(Stored items)

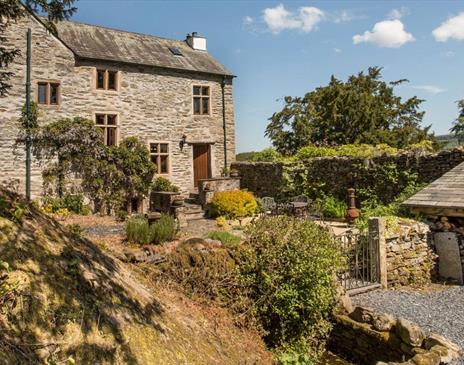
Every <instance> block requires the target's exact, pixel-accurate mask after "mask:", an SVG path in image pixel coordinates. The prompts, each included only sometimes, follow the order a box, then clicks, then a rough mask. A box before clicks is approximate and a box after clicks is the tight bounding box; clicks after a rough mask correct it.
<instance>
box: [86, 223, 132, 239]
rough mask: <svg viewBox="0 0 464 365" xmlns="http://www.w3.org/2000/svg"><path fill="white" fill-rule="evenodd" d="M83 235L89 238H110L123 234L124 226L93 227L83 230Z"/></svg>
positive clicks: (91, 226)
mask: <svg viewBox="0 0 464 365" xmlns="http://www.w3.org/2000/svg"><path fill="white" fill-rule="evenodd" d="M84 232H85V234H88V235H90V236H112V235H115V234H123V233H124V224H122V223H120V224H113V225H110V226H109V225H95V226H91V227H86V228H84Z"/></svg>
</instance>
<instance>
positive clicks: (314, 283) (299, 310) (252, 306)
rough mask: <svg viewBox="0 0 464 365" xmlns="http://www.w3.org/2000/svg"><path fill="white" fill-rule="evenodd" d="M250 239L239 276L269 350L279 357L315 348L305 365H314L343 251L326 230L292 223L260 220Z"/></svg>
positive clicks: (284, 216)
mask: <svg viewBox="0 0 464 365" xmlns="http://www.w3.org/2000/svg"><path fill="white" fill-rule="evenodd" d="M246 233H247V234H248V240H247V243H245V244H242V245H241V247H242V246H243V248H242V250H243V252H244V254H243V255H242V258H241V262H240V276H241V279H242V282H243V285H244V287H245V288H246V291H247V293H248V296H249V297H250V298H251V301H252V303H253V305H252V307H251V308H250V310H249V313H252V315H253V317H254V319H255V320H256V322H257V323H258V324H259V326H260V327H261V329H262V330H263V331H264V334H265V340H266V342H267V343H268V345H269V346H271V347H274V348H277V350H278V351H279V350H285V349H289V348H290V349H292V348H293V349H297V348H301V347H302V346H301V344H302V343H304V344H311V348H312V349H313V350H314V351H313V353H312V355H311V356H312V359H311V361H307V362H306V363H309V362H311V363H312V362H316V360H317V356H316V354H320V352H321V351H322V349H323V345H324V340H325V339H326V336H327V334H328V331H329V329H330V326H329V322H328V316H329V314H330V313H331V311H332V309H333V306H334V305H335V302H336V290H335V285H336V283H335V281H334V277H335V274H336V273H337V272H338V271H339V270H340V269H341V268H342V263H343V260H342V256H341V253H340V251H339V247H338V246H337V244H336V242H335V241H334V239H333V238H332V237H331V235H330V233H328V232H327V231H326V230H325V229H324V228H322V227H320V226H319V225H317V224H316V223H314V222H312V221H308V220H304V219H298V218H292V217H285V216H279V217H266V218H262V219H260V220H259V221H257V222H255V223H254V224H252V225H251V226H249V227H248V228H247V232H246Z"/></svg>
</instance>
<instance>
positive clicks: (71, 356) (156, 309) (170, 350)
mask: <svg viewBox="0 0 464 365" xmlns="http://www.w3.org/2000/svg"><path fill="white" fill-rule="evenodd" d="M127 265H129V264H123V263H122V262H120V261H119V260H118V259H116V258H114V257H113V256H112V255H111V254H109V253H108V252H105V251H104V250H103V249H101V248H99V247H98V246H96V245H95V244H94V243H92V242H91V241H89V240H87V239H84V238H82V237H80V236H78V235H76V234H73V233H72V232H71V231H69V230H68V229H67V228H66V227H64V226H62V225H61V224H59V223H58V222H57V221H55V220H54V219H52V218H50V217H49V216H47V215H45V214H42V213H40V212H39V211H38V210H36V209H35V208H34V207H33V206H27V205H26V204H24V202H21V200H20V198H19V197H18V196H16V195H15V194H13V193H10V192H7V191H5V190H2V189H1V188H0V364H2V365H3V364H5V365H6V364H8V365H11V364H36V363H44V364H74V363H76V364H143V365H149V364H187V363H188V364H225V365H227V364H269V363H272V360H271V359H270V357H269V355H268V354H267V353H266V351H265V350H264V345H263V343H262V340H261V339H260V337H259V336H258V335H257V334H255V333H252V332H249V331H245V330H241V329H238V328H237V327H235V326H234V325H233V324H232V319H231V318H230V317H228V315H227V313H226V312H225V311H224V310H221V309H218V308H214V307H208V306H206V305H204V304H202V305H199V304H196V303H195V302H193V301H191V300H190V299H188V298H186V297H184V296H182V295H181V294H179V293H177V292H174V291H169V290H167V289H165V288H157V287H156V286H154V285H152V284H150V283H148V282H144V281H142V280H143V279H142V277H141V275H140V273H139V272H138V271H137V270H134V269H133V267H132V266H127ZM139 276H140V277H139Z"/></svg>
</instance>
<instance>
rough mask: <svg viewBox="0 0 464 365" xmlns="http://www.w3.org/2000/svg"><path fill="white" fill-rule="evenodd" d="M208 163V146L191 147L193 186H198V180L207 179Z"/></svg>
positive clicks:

* [Exercise prompt] Every line from the top of the entries through the line that holds "239L239 276L269 350L279" is to be quoted exactly, please, and nothing else; omit the pictures.

* [Your solution]
Every <instance> block requires the target's exact, pixel-accurate mask after "mask:", an SVG path in image pixel coordinates. The prompts, each included only sometimes, follow the order a box, then clicks, then a rough mask. A box before clicks is approximate and a box after clicks is the tight bounding box; clicks after a rough mask correct it.
<instance>
box: [86, 223, 132, 239]
rough mask: <svg viewBox="0 0 464 365" xmlns="http://www.w3.org/2000/svg"><path fill="white" fill-rule="evenodd" d="M83 235L89 238H110L123 234L124 226L93 227L83 230Z"/></svg>
positive clicks: (91, 226)
mask: <svg viewBox="0 0 464 365" xmlns="http://www.w3.org/2000/svg"><path fill="white" fill-rule="evenodd" d="M84 232H85V234H88V235H90V236H112V235H115V234H123V233H124V224H122V223H120V224H113V225H110V226H109V225H95V226H91V227H86V228H84Z"/></svg>
</instance>
<instance>
positive clicks: (314, 283) (299, 310) (252, 306)
rough mask: <svg viewBox="0 0 464 365" xmlns="http://www.w3.org/2000/svg"><path fill="white" fill-rule="evenodd" d="M250 239L239 276L269 350L279 357L315 348L305 365H314L343 251L326 230L292 223L260 220Z"/></svg>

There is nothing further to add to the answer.